* _Texto para leer_:
22 de diciembre de 2010

Tatus

Me cuesta mucho explicar la extraña desazón que me produce ver la carne tatuada. O tal vez lo que me cause angustia sea, en realidad, contemplar un cuerpo inútilmente profanado, infiltrado de colores eternamente comatosos, moribundos. No hay azul más triste que el azul de un tatuaje.

Hay algo sutilmente obsceno, inequívocamente feo, que se superpone a la excelencia artística del tatuaje desde el momento en que éste queda irremediablemente serigrafiado en la piel humana. A diferencia del lienzo, la madera o la piedra, la materia viva no es soporte adecuado para comunicar una experiencia estética. Sin embargo, y a lo que parece, existen cientos de miles de personas que, ignorantes de esta Primera Gran Verdad, se empeñan en profanar sin remedio ingles, pescuezos, pechos, antebrazos, tobillos, culos y demás topónimos de la geografía corporal humana.

No se preocupen, amables (e improbables) lectores, que no voy a dejar de referirme aquí al valor simbólico implícito en cualquier tatuaje como elemento atenuante -que no eximente- de esa especie de fiebre por el grafitti corporal que, desde el poligonero suburbial hasta el becado universitario en la multinacional de coca, corbata y conference call, está devastando de unos años a esta parte el amplio y variopinto ecosistema de la juventud española. Y es que el tatuaje encierra una Segunda Gran Verdad que se sintetiza -y me van a perdonar el perogrullo- en que detrás de la tinta siempre hay un motivo. Pero ¿qué motivo? En mi opinión, todo aquel que en un momento dado opta por inocular bajo la superficie del cuerpo pigmentos indelebles con diseños, mensajes, caligrafías o, por ejemplo, un busto de Mao Tse Tung (no sé por qué se me ha venido a la cabeza el brazo derecho de Mike Tyson) lo hace impelido por una revelación mística, una epifanía incontestable o, en otras palabras, un arrebato de debilidad mental que le lleva a confundir el presente continuo con el futuro perfecto. No digo que a mí no me haya sucedido; quienes me conocen son perfectamente conscientes de -a la par que condescendientes con- mi proverbial retraso mental de quince (o tal vez veinte) años respecto de lo esperable de cualquier varón caucasiano de similar edad y condición a la mía. He abrazado, y confieso que aún abrazo, y con fervor, causas descerebradas, hábitos inútiles y quimeras vulgarzonas. Este blog, por ejemplo. ¿Qué coño hago yo escribiendo un blog a estas alturas?

* _Tareas propuestas_:
1 – Responde estas preguntas según el texto sobre los tatuajes:
(a) ¿Qué azul se considera el más triste?
(b) ¿Con qué tres soportes se contrapone la materia viva?
(c) ¿Qué se afirma que hay siempre detrás de la tinta?
2 – Transcribe la parte del texto sobre los tatuajes que va de "Me cuesta mucho" a "de un tatuaje.", ambos incluidos.
3 – Resume el texto sobre los tatuajes en dos oraciones.

* _Información proporcionada_:
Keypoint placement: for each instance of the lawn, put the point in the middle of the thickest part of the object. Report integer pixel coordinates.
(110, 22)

* _Soluciones_:
1 –
(a) El azul de un tatuaje.
(b) Con el lienzo, la madera y la piedra.
(c) Un motivo.

2 –
Me cuesta mucho explicar la extraña desazón que me produce ver la carne tatuada. O tal vez lo que me cause angustia sea, en realidad, contemplar un cuerpo inútilmente profanado, infiltrado de colores eternamente comatosos, moribundos. No hay azul más triste que el azul de un tatuaje.

3 – El texto expresa la desazón que produce ver la carne tatuada y sostiene que la materia viva no es un soporte adecuado para comunicar una experiencia estética, aunque cientos de miles de personas se tatúan. También reconoce que detrás de la tinta siempre hay un motivo, que atribuye a un arrebato que lleva a confundir el presente continuo con el futuro perfecto.